Pictures do not belong in the copy; quote every entry below exactly.

#### [Referring expression data]
+-------+
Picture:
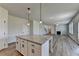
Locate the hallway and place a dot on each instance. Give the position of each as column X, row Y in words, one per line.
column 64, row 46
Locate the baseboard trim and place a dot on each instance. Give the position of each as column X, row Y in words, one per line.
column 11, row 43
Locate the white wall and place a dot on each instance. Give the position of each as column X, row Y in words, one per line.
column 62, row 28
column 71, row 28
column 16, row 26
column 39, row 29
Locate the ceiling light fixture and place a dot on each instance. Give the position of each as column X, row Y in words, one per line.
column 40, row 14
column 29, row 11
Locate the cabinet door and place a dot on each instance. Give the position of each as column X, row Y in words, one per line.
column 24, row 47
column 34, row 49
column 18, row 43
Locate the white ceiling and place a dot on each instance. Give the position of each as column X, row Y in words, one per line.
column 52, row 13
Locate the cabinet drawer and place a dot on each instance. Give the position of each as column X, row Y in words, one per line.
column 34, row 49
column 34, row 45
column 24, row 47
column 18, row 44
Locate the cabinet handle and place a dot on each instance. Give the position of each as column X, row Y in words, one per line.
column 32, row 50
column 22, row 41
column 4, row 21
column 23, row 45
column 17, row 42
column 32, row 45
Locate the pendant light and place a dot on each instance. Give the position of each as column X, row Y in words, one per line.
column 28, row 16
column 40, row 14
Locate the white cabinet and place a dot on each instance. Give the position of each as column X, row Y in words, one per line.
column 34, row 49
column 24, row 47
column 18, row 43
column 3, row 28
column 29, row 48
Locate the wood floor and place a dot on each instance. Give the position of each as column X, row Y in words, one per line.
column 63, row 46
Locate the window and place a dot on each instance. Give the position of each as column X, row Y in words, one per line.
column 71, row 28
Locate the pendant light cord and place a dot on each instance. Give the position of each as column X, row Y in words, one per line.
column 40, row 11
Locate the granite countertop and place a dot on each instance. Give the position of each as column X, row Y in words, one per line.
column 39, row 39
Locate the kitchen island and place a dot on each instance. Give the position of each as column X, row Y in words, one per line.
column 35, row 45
+-------+
#### [Written response]
Picture:
Locate the hallway and place a dot on each instance. Give the position of each as column X, row Y in words, one per line.
column 64, row 46
Locate the baseboard trim and place a dot on each instance. Give the position of each as column X, row Y in words, one per line.
column 11, row 43
Locate the white wall and place a dot on each instance. Give the position of each as column X, row Y in words, one per line.
column 62, row 28
column 71, row 28
column 16, row 26
column 39, row 29
Locate the ceiling light fixture and place a dot on each instance. Give the position of each as column X, row Y in words, one per line.
column 40, row 14
column 29, row 11
Locate the cabinet door and place a dot on each instance. Give the position of each as column X, row Y in words, one per line.
column 24, row 47
column 34, row 49
column 18, row 43
Locate the white ceiling and place a dot on each instance. Give the position of each as column X, row Y in words, one per line.
column 52, row 13
Locate the cabinet drawer and place a dot on each instance. Give the position of each as column X, row Y in words, one per line.
column 34, row 49
column 34, row 45
column 24, row 47
column 18, row 44
Locate the cabinet handle and place a dot on each instance. Give the position of each as column X, row Y in words, one per line.
column 32, row 50
column 22, row 41
column 4, row 21
column 23, row 45
column 17, row 42
column 32, row 45
Locate the pendant light and place a dot on each instance. Give the position of each as column X, row Y in words, one per line.
column 28, row 16
column 40, row 14
Locate the white cabinet and place a dot on each instance. Give the position of each as column X, row Y in words, one per line.
column 34, row 49
column 24, row 47
column 18, row 43
column 3, row 28
column 29, row 48
Locate the wood floor and place a dot on each instance. Give the position of each as column X, row Y in words, one per line.
column 63, row 46
Locate the window and place a dot on each instance. Give the position of each as column X, row Y in words, one per line.
column 71, row 28
Locate the pendant light cord and place a dot on each instance. Give the position of each as column X, row Y in words, one per line.
column 40, row 11
Locate the granite countertop and place a dot on each instance. Give the position of each as column X, row Y in words, one per line.
column 39, row 39
Locate the kitchen island and place a dot on each instance. Give the position of each as column X, row Y in words, one per line.
column 35, row 45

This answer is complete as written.